Every line of the data below that holds the string "flap" needs to be reported.

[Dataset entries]
====

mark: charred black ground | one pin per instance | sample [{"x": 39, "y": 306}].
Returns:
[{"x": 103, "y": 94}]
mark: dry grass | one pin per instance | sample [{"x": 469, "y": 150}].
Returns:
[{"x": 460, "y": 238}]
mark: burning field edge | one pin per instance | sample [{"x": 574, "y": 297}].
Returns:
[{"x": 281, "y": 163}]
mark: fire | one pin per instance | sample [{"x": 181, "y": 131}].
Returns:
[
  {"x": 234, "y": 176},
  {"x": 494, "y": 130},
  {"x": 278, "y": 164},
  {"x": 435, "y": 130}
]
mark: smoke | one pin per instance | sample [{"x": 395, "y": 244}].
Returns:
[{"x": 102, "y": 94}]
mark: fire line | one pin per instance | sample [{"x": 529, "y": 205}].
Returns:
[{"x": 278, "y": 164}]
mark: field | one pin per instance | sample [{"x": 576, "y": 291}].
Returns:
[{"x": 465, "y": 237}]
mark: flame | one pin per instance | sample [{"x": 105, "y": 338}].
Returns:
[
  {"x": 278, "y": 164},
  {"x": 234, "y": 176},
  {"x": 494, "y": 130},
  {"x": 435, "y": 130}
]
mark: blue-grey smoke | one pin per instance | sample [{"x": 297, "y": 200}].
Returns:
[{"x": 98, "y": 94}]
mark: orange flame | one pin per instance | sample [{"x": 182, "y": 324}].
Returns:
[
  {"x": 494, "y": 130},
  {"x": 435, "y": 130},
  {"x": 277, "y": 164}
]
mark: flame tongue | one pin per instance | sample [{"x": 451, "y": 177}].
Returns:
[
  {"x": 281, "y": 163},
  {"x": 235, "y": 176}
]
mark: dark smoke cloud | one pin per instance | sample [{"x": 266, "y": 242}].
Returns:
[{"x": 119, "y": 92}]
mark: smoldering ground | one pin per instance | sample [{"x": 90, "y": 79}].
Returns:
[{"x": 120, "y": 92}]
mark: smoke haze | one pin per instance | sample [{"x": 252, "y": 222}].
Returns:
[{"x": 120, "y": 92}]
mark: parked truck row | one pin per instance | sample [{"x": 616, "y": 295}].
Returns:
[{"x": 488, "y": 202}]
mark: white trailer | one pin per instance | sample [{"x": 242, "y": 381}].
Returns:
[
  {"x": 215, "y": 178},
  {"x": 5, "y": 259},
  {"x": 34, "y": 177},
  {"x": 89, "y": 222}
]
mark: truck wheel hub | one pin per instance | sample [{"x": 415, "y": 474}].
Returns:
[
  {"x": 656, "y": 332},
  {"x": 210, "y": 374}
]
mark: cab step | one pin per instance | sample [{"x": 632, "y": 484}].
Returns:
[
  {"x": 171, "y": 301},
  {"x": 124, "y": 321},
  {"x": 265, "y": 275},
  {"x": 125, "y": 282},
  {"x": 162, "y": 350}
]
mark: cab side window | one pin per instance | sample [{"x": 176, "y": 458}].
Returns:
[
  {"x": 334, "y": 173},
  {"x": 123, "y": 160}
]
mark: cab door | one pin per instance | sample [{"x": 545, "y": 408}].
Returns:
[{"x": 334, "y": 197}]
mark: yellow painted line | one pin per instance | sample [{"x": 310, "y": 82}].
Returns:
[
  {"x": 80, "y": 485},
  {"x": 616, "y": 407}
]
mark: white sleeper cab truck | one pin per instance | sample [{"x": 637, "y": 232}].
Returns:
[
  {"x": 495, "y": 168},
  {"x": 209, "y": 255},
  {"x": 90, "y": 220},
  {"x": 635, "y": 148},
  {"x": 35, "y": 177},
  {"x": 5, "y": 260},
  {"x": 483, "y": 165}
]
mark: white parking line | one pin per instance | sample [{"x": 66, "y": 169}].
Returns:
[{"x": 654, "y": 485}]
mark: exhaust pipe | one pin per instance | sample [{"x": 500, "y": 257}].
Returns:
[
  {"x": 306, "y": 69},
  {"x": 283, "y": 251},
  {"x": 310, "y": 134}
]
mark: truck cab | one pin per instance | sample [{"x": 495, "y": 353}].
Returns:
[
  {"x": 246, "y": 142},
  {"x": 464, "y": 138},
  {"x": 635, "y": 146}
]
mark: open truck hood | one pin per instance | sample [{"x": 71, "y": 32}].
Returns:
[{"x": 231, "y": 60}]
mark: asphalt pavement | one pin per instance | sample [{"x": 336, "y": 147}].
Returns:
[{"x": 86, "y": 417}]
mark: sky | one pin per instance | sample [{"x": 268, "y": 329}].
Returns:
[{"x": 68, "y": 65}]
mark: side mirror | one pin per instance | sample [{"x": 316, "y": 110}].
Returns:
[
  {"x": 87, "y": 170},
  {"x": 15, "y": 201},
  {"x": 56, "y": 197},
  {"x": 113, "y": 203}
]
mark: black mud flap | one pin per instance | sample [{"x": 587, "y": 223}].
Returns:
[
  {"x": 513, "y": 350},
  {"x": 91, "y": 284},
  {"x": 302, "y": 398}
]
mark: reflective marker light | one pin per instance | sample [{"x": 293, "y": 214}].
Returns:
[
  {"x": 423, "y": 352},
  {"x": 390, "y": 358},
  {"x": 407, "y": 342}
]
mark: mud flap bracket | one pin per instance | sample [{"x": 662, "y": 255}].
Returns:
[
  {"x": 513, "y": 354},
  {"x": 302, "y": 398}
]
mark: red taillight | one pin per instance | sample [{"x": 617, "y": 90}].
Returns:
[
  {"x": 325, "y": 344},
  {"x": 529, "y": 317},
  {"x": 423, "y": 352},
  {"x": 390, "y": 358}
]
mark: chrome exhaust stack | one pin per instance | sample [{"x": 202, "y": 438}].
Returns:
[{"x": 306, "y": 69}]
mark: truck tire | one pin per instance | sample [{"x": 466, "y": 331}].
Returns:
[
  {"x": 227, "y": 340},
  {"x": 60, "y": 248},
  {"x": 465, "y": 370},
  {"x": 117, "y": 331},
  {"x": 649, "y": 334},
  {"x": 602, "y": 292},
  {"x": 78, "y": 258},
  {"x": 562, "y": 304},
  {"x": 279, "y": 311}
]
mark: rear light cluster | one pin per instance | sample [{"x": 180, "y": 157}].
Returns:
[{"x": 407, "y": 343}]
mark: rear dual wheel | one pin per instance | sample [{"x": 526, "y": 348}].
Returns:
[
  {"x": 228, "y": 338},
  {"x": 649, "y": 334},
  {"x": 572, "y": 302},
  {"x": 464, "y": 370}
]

====

● Answer to the problem
mark: black mud flap | one pin per instance | sample [{"x": 587, "y": 223}].
mark: mud flap bracket | one pin per instance | sample [{"x": 662, "y": 255}].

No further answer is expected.